> [Task requirements]:
Within the records below, reproduce without change the lines from the line that has "e.g. point(39, 129)" through the line that has "e.g. point(156, 55)", and only those.

> [Excerpted records]:
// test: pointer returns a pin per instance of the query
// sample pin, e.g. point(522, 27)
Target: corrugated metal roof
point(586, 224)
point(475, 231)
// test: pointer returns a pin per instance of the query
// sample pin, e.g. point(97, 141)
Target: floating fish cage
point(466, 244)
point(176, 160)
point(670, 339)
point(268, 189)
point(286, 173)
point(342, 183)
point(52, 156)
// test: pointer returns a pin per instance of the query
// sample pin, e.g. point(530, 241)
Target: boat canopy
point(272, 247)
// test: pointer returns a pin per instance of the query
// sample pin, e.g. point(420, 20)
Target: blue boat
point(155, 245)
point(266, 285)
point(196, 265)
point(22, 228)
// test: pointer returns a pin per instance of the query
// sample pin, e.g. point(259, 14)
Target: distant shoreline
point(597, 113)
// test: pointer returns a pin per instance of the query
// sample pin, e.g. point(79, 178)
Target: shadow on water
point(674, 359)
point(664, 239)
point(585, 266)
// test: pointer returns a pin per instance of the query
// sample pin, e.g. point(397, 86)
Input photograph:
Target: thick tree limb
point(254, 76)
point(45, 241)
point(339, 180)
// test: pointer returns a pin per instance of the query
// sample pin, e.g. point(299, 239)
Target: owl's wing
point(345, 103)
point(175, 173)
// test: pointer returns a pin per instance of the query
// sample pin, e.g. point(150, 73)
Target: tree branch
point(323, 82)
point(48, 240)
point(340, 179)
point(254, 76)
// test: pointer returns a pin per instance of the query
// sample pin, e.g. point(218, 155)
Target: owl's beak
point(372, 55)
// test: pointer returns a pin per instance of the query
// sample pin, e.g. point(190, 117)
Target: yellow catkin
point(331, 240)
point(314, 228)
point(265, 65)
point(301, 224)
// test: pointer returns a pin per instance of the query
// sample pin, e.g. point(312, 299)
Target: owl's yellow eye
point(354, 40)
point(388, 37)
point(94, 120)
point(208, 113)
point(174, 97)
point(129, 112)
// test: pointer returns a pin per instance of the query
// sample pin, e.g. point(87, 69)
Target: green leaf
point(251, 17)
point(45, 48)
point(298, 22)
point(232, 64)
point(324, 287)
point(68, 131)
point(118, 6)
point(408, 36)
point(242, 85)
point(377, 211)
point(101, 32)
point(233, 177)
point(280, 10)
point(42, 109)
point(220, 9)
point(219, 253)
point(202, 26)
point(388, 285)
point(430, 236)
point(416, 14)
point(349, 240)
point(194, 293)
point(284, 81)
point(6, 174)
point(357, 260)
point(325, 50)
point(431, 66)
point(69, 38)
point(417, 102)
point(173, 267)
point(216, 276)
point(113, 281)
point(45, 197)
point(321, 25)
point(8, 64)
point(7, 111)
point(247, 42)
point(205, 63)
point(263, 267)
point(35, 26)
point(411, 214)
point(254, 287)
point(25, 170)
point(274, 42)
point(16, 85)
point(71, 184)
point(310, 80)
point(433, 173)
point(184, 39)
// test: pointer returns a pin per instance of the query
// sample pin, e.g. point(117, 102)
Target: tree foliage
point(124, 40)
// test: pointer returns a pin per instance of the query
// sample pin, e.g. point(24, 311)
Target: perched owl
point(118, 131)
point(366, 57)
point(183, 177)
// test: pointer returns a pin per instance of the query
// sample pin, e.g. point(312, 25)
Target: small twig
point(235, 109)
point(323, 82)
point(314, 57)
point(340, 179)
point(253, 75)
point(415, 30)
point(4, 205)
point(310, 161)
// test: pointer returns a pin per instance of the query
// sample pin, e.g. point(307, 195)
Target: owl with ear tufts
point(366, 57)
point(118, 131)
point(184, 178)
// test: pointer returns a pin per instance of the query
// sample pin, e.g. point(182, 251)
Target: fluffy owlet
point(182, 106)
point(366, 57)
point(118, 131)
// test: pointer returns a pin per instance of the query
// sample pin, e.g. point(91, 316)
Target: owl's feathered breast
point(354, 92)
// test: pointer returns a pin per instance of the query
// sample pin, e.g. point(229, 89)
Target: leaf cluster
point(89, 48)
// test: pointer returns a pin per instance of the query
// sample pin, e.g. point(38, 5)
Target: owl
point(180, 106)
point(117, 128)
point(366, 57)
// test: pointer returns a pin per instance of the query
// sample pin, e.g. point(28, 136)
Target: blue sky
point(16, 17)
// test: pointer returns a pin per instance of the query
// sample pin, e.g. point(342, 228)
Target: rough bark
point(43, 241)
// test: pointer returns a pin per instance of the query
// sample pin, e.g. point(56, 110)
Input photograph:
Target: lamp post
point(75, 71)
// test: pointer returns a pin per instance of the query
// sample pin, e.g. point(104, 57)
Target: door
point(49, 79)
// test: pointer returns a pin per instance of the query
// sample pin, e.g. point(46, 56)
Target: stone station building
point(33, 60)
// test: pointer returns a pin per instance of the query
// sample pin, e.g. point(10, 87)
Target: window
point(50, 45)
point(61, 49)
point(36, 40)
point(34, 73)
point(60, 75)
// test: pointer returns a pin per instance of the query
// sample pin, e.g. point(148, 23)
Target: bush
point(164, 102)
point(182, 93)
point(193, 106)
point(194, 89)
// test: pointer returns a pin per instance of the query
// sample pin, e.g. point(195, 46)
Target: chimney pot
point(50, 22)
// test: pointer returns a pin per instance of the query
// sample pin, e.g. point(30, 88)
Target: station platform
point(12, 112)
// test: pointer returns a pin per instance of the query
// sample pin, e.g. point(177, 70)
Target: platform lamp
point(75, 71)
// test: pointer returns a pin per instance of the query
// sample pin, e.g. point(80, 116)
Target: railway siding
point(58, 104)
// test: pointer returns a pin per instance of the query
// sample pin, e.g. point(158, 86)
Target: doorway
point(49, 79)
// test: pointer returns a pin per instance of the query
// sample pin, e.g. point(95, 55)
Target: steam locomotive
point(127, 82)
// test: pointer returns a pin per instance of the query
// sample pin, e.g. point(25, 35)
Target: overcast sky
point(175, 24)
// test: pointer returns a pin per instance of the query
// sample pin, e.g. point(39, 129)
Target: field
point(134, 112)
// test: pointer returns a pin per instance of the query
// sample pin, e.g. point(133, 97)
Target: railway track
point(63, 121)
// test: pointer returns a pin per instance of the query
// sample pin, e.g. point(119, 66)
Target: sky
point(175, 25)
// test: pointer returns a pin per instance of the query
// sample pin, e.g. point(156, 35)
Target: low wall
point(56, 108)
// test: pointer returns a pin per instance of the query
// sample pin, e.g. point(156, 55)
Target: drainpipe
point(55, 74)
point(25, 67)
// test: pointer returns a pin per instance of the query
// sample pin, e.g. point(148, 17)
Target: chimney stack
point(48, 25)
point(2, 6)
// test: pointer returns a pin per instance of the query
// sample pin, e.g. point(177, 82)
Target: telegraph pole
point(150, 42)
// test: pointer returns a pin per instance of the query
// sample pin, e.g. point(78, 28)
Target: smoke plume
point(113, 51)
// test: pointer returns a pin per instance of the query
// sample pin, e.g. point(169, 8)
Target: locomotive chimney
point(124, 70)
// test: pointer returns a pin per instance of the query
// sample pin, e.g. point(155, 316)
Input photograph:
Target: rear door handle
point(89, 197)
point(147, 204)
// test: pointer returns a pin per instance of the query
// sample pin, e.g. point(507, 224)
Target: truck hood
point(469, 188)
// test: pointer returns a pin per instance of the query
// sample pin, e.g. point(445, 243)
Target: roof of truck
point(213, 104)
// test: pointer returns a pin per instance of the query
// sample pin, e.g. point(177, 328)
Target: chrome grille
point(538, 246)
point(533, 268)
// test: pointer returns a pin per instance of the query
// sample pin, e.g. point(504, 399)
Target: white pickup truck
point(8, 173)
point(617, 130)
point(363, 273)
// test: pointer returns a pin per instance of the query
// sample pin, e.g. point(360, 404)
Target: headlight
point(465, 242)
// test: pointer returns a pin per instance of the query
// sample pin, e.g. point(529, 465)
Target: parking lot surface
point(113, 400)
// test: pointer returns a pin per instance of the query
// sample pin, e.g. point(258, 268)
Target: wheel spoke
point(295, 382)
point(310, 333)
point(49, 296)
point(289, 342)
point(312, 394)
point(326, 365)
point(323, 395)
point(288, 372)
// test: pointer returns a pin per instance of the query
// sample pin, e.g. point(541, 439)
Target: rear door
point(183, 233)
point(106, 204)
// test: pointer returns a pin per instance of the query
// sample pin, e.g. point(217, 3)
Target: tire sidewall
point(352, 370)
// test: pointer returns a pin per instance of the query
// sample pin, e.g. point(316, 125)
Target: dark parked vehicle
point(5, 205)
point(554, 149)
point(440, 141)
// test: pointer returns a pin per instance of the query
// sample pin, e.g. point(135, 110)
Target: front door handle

> [Output for this task]:
// sample pin, e.g. point(39, 129)
Target: field
point(134, 112)
// test: pointer returns a pin per instance of the query
// sample pin, e.g. point(133, 97)
Target: railway track
point(63, 121)
// test: pointer returns a pin per instance of the query
// sample pin, e.g. point(119, 66)
Target: sky
point(175, 25)
// test: pointer returns a pin per instance of the query
// sample pin, e.g. point(156, 35)
Target: low wall
point(56, 108)
// test: pointer returns a pin per instance of the query
// sample pin, e.g. point(156, 55)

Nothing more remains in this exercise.